_Input data_

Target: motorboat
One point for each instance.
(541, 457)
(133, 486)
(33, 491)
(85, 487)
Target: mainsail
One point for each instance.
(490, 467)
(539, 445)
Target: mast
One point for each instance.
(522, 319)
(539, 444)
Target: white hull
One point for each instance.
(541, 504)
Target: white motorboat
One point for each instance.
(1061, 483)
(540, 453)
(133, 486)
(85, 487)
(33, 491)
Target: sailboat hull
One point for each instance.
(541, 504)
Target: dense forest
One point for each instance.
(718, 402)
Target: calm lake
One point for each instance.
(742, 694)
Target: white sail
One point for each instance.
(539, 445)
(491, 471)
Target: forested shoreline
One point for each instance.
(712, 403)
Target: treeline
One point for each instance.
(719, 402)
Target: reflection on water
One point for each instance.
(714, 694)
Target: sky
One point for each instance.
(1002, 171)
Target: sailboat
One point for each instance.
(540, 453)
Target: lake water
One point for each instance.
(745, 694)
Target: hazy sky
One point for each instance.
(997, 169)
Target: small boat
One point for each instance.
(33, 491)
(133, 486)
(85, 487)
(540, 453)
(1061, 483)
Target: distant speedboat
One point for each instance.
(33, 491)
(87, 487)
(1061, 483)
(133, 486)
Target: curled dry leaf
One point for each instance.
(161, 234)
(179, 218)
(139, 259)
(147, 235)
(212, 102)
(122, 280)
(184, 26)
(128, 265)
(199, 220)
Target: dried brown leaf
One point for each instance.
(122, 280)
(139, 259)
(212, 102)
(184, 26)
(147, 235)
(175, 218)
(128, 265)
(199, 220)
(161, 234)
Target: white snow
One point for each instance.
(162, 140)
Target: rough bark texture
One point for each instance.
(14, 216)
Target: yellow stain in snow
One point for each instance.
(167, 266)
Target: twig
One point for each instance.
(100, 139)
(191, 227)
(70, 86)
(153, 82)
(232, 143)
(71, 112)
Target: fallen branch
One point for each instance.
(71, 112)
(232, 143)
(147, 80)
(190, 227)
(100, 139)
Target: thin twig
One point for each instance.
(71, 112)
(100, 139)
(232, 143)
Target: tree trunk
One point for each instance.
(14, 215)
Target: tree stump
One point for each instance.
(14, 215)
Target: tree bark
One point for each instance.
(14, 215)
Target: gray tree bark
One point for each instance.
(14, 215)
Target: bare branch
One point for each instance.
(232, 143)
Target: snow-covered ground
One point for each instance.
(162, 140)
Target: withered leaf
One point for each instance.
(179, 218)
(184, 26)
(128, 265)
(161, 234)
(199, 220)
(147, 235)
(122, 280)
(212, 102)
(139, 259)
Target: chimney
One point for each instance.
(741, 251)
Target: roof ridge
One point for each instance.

_Task instructions_
Can you convert the data above, starting with the line containing "Target: chimney" and going through the end of the data, into a JSON list of strings with one string per line and blank lines left out?

_Task output_
[
  "Target: chimney",
  "One point for each instance.",
  "(741, 251)",
  "Target: roof ridge",
  "One point for each instance."
]